[DATA TO USE]
★ ★ ★ ★ ★
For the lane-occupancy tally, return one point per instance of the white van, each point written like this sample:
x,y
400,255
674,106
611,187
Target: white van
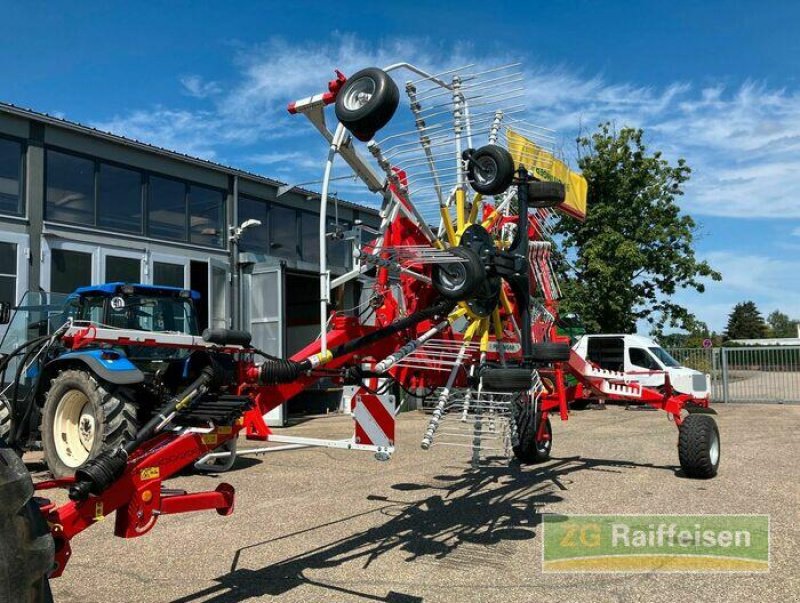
x,y
642,360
★ ★ ★ ★ ★
[EXERCISE PROMPT] Copy the material shown above in full and exactly. Skip the pictures.

[EXERCISE ANSWER]
For the lane-occupancy tally, return one point per instance of the white van, each point written like this sample:
x,y
400,255
674,106
611,187
Target: white van
x,y
642,360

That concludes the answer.